The records =

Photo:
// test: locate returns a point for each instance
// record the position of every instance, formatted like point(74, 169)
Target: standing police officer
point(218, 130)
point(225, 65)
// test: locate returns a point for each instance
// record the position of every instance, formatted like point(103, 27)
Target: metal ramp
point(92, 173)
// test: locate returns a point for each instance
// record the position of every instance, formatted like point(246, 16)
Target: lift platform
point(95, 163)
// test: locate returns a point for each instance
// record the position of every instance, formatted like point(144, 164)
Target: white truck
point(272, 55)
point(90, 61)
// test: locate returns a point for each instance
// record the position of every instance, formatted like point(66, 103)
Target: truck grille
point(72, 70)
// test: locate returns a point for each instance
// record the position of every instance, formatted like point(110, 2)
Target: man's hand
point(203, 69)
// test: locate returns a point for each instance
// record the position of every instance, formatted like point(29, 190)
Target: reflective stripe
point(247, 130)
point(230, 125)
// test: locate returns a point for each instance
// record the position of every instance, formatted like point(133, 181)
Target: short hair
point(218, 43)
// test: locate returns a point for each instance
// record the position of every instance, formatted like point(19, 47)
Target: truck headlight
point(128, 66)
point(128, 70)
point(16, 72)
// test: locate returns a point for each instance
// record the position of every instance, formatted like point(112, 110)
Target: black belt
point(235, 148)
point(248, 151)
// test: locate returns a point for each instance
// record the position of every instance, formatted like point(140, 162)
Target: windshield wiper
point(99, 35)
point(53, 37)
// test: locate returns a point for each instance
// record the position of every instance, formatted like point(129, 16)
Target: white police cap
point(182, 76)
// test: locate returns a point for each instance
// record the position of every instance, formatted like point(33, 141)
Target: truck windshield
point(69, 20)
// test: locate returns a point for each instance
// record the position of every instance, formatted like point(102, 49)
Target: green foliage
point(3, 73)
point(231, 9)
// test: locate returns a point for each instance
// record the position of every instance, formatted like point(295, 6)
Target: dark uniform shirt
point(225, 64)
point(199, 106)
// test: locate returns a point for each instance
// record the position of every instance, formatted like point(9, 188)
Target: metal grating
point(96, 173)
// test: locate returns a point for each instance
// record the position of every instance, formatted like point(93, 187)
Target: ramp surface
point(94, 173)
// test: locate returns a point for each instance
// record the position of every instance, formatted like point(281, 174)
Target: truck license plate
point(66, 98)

Goal of the exercise =
In full and without error, retype the entries above.

Solution for this problem =
Photo:
// test: locate returns a point for each instance
// record the position of every instance, formatted like point(74, 169)
Target: standing police officer
point(218, 130)
point(225, 65)
// test: locate returns a point for each instance
// record the position of every instance, formatted like point(103, 27)
Target: metal ramp
point(92, 173)
// test: locate returns a point for each instance
// record the position of every instance, formatted like point(246, 16)
Target: lift platform
point(95, 163)
// test: locate returns a point for each instance
// record the position of every instance, formatted like point(144, 164)
Target: white truck
point(272, 55)
point(90, 61)
// test: locate returns a point for each instance
// record the position of every instance, formatted like point(66, 103)
Target: truck grille
point(72, 70)
// test: locate returns a point for each instance
// record the position of every instance, formatted like point(110, 2)
Target: man's hand
point(203, 69)
// test: locate returns a point for each instance
// record the position of every instance, formatted like point(29, 190)
Target: reflective stripe
point(247, 130)
point(230, 125)
// test: locate returns a point for each instance
// record the position of every instance, formatted like point(133, 181)
Target: short hair
point(218, 43)
// test: locate returns a point for each instance
// record the position of every instance, formatted like point(19, 47)
Target: truck headlight
point(128, 66)
point(128, 70)
point(16, 72)
// test: locate returns a point for each instance
// record the position of every instance, formatted like point(112, 110)
Target: black belt
point(235, 148)
point(248, 151)
// test: locate returns a point for each instance
// record the position of every instance, formatted like point(140, 162)
Target: windshield wiper
point(99, 35)
point(53, 37)
// test: locate returns a point for each instance
// record the position of every instance, formatted like point(129, 16)
Target: white police cap
point(182, 76)
// test: locate returns a point for each instance
// record the position of every instance, formatted like point(33, 141)
Target: truck windshield
point(69, 20)
// test: locate returns a point for each instance
// record the position of every instance, formatted like point(102, 49)
Target: green foliage
point(3, 73)
point(231, 9)
// test: locate returns a point for each instance
// record the position of every instance, formatted like point(295, 6)
Target: dark uniform shirt
point(225, 64)
point(199, 106)
// test: locate returns a point for each instance
// record the position of every instance, formatted like point(9, 188)
Target: metal grating
point(96, 173)
// test: locate returns a point for each instance
// record the position of every instance, formatted like point(93, 187)
Target: ramp surface
point(94, 173)
// test: locate returns a point for each instance
// record the position of every instance, formatted like point(281, 174)
Target: truck license plate
point(66, 98)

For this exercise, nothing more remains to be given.